> _Entries from a pointing dataset_:
***
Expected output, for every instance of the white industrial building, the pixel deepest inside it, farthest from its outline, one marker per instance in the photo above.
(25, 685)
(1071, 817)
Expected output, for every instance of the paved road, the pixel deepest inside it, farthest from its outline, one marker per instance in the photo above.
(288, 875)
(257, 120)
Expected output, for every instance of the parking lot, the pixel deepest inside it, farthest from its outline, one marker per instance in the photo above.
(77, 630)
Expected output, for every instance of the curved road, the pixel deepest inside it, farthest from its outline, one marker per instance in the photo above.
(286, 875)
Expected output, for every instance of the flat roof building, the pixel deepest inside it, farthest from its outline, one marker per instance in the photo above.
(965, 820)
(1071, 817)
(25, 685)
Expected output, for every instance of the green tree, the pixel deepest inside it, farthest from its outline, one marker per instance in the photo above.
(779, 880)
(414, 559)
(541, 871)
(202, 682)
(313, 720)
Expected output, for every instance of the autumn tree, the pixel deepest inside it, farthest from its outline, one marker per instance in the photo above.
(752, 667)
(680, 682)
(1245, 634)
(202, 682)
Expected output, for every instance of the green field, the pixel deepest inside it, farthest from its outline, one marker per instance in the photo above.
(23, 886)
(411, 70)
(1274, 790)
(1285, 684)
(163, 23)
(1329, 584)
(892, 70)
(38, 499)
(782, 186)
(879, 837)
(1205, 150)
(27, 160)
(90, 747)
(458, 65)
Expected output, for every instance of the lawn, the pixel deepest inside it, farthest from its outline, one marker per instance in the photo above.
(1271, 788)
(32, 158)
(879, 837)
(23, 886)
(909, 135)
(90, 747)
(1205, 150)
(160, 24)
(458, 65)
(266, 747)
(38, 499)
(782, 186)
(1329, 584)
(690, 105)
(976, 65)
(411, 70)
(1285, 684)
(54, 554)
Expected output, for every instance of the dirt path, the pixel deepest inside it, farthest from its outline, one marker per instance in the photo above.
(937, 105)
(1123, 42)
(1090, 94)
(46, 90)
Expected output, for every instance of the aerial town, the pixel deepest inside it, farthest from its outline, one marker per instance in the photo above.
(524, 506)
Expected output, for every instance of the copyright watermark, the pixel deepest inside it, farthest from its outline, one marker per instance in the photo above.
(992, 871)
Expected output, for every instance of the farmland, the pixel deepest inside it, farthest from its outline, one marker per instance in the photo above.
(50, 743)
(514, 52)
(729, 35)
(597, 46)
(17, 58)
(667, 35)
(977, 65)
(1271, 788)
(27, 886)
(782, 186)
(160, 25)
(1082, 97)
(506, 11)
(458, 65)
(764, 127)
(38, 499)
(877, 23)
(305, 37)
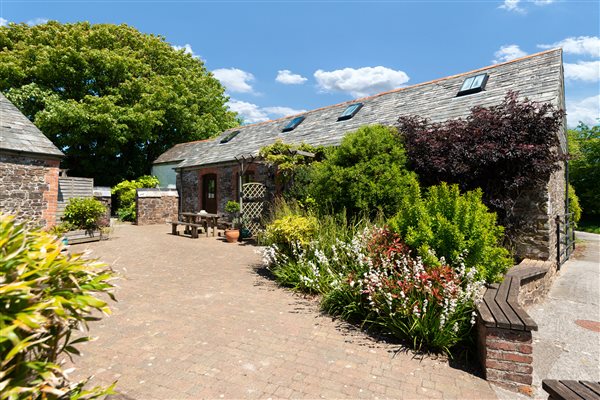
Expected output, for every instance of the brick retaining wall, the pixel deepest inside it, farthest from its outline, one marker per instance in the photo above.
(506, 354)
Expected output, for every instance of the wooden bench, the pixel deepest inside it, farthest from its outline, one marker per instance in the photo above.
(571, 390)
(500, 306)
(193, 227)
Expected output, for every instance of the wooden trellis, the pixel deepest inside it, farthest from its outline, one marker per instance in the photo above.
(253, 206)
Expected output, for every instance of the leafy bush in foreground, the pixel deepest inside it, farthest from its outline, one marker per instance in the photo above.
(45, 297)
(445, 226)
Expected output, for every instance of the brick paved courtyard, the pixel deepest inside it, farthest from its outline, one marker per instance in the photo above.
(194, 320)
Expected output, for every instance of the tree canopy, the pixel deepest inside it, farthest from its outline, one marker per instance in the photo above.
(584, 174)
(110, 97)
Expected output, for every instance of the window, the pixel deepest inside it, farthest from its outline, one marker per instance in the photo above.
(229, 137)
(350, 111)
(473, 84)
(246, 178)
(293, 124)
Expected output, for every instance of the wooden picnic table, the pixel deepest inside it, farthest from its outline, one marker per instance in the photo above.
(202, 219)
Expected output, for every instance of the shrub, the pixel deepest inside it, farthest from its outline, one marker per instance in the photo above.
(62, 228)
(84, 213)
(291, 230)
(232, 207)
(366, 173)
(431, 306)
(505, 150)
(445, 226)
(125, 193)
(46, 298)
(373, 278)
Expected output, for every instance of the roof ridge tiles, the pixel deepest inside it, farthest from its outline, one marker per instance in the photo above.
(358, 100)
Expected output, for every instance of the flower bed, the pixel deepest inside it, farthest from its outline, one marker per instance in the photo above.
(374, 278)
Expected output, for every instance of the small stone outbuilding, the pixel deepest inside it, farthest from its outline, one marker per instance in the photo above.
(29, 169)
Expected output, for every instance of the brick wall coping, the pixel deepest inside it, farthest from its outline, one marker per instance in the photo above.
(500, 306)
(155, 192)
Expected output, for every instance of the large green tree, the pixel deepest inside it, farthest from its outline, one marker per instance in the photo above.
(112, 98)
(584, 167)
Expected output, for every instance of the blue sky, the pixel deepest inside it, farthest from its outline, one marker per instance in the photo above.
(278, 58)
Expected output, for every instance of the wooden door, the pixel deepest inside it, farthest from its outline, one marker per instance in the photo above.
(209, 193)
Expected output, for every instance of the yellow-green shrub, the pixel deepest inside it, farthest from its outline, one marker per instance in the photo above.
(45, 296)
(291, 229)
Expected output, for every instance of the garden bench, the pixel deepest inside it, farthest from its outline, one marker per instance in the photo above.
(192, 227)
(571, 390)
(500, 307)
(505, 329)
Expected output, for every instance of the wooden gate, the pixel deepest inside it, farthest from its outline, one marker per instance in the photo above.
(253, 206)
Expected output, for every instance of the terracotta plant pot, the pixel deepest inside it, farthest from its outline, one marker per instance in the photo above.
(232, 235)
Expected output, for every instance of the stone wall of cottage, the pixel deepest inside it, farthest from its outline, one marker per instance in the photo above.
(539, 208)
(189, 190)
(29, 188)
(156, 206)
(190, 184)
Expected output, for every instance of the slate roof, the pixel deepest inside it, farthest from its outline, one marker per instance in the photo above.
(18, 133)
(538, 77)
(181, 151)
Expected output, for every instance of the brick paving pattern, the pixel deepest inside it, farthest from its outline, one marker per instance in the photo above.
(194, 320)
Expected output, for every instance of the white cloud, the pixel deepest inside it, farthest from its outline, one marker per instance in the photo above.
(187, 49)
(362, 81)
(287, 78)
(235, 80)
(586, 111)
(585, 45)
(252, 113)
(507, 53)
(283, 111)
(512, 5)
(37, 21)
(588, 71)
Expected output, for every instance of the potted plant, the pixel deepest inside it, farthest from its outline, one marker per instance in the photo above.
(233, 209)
***
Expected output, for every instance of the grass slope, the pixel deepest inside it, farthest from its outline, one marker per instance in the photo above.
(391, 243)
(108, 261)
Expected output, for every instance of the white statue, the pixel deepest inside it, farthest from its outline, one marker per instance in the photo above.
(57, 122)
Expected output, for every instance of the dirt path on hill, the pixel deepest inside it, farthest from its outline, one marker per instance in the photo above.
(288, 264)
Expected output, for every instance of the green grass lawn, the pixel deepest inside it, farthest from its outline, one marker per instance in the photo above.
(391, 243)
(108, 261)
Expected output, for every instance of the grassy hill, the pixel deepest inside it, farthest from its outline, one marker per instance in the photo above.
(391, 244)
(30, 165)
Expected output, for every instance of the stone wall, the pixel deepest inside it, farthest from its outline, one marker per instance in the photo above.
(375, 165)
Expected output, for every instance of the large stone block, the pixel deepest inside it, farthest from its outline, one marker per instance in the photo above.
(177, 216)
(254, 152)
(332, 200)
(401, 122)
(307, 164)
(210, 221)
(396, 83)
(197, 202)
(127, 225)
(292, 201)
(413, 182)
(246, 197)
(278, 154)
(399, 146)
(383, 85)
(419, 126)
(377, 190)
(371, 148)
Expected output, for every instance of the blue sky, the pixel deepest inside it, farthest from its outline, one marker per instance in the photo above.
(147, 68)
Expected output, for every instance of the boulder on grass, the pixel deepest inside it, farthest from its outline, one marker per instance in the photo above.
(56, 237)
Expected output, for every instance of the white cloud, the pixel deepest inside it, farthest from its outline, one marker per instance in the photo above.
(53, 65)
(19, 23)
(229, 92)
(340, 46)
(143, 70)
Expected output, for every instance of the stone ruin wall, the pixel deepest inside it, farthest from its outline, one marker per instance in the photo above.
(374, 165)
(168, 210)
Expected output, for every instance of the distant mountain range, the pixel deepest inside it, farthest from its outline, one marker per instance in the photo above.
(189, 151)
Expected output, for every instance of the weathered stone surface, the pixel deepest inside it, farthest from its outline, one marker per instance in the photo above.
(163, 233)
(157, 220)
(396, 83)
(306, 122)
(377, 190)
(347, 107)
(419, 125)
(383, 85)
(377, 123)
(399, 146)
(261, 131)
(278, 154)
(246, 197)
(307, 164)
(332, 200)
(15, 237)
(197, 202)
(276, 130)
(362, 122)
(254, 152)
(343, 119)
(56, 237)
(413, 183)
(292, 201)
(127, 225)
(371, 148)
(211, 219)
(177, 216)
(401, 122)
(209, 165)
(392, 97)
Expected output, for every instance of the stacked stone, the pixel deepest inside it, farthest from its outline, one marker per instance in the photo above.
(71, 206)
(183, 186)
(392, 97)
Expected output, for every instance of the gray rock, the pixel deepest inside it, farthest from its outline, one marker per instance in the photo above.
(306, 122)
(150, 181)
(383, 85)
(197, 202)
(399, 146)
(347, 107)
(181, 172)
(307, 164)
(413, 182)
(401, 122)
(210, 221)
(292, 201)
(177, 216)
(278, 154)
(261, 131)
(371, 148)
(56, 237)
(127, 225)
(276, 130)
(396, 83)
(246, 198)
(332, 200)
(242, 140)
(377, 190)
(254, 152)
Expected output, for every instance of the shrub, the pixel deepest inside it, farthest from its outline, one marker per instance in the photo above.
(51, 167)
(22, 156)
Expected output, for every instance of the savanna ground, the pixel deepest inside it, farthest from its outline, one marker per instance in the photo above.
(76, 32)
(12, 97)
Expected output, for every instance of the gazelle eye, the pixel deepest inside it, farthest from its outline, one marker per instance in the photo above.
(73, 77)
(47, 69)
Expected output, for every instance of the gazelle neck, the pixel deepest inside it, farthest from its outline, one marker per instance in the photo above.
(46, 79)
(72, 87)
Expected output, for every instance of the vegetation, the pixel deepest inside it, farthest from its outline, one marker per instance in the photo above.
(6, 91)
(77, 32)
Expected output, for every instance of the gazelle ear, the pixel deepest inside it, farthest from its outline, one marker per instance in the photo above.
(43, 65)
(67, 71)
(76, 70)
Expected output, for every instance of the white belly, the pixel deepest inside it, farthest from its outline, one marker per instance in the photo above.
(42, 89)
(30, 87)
***
Find every line in the records above that contains the word "tree" and copy each one out in full. Treat the match as case-sensitive.

Expected output, for every instance of the green tree, the pixel deepest inside it, farthest from its outline, one marker per instance in the photo above.
Expected output, for every instance of the autumn tree, the pixel deepest inside it, farthest from its outline, one marker per instance in the photo above.
Expected output, for every instance of the tree canopy, the pixel deepest inside it, farthest from its outline, one marker per instance in the photo above.
Expected output, for every instance of the large green tree, the pixel deepest inside it, farthest from its outline, one marker per instance in the photo above.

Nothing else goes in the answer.